- Origin: Mexico
- Genres: Banda
- Years active: 1989–present
- Labels: Discos Musart (1990-1998) Sony Music (2001) Fonovisa(2004-2007, 2014-) Disa (2010–2013)
- Members: Jesus Quiroz; Santos De Jesús ‘Jeypi’ Pérez Roque; Poché Urías; Efraín Osuna; Orlando Castillo; Marco "Zapata" Figueroa; Daniel Velazco; Jair Avilés; Freddy Alvarado; Kevin Talledos López; Oracio Nieves; Brayan Ramirez; Brahiton González; José Moisés Payan Herrera; Francisco Velarde; Brayam Alvarado Orozco;
- Past members: Alfonso Lizárraga Pancho Barraza Chayo De La Lola Luis Fernando Muñoz(+) Carlos Sarabia Roberto Pérez Lizárraga (Roberto Jr.) Luis Ángel “el flaco” Franco Esteban Moreno Carrillo Eduardo Loaiza Cruz Lizárraga Osuna
- Website: www.bandalosrecoditos.com.mx

= Banda Los Recoditos =

Mexican Banda formed in Mazatlán, Sinaloa

Banda Los Recoditos is a Mexican banda formed in Mazatlán, Sinaloa. It was founded in 1989 by friends and family members of Banda El Recodo by Cruz Lizárraga. Alfonso Lizárraga and Pancho Barraza, the first vocalists, were two of the more than dozen bandmembers comprising the original incarnation of the band. After releasing several albums, in 2010 the band released their album ¡Ando Bien Pedo!, featuring the single of the same title, which became a number-one hit in the Billboard Hot Latin Songs chart.

Problems to solve:
1. List every record label named in the Banda Los Recoditos profile.
2. In the Banda Los Recoditos profile, who were the band's first vocalists?
None of the data is needed here.

Stored data:
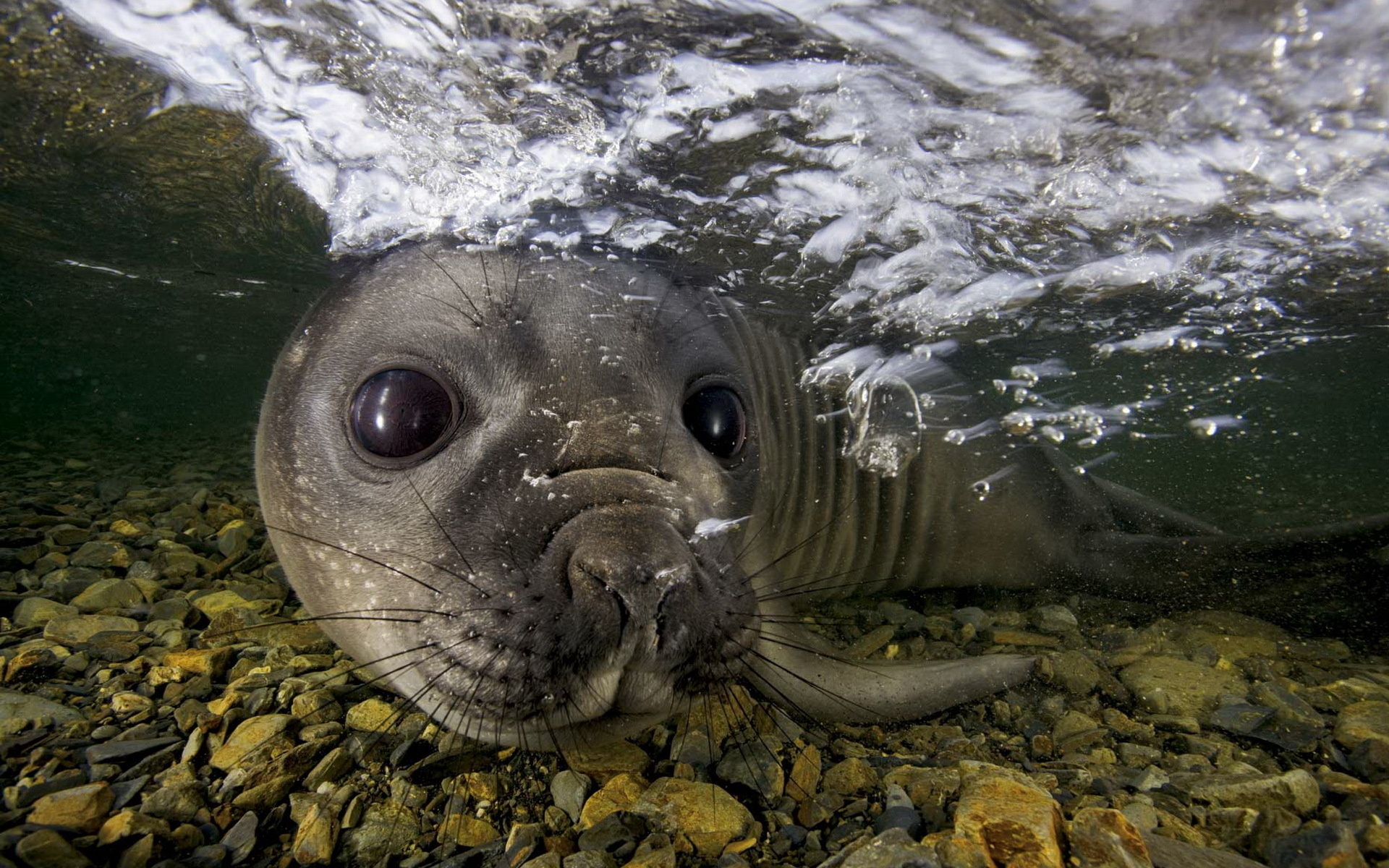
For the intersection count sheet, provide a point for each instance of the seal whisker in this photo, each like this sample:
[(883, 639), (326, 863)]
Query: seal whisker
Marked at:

Written responses:
1. Discos Musart, Sony Music, Fonovisa, Disa

2. Alfonso Lizárraga and Pancho Barraza